= Quoted passage =
-------

We file the necessary quarterly state taxes for the trees we fall. We cut no more than a logging truck’s worth of logs a year or 5000 board feet, which in Washington, doesn’t require a forest practice permit, but we must file because we are not using the wood for our own use as fire wood or building fences. We are making it into something to sell. You also have to file if you are selling the raw logs. If the wood were merely for our own use, we additionally would be freed from filing the quarterly stumpage tax because the wood would never leave the land.

If you are selling logs or finished wood products, there is a dollar incentive for doing selection, and cutting less board footage per year, than getting more board footage by doing a clear cut. If you cut 4,449 board feet or less in a year’s quarter the timber tax (in Washington) is less than $50. If your stumpage tax is less than $50 in a quarter, paying it is waived. So take care not to harvest over this in a quarter. Your county will not benefit tax wise from you cutting, but will benefit from the free amenities your selectively harvested full-standing forest will afford the county, like clean air, more water, wildlife habitat and an ameliorated climate.

We found that the trees we were cutting in our 60 year old second growth Douglas fir forest, in 1995, averaged 18 board feet. To get the advantage of not being taxed ($200 or more per year), this equaled 247 trees per quarter. Through government literature we found our land’s soil type is capable of producing a 2% growth rate, a year, in a natural forest. The natural mortality rate of a generic forest is about 2% per year. We cut 2.33% of the forest’s mortality in our first cut, which has not been cut for at least 23 years of my ownership. So, in spite of future periodic cutting, with each tree cut being of more and more board feet, the production of volume of our remaining trees will be accumulating through the years ahead.

-------

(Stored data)

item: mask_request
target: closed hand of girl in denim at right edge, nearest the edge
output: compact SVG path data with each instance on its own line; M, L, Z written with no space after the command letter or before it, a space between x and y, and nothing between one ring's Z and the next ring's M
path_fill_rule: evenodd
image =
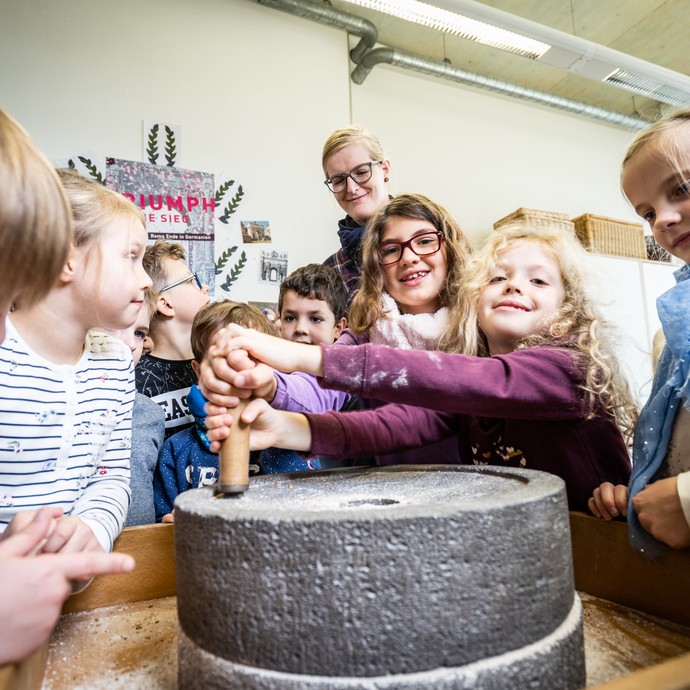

-------

= What you will do =
- 1) Please output the part of the passage on timber taxes starting at "We found that" and ending at "the years ahead.".
- 2) List every amenity that the passage on timber taxes says a selectively harvested forest affords the county.
- 3) Answer these from the passage on timber taxes:
(a) How many board feet did the trees being cut in 1995 average?
(b) Below what quarterly amount is paying the stumpage tax waived?
(c) What is the natural mortality rate of a generic forest?
The data is not needed for any of the work here.

= Solution set =
- 1)
We found that the trees we were cutting in our 60 year old second growth Douglas fir forest, in 1995, averaged 18 board feet. To get the advantage of not being taxed ($200 or more per year), this equaled 247 trees per quarter. Through government literature we found our land’s soil type is capable of producing a 2% growth rate, a year, in a natural forest. The natural mortality rate of a generic forest is about 2% per year. We cut 2.33% of the forest’s mortality in our first cut, which has not been cut for at least 23 years of my ownership. So, in spite of future periodic cutting, with each tree cut being of more and more board feet, the production of volume of our remaining trees will be accumulating through the years ahead.

- 2)
clean air
more water
wildlife habitat
an ameliorated climate

- 3)
(a) 18 board feet
(b) $50
(c) About 2% per year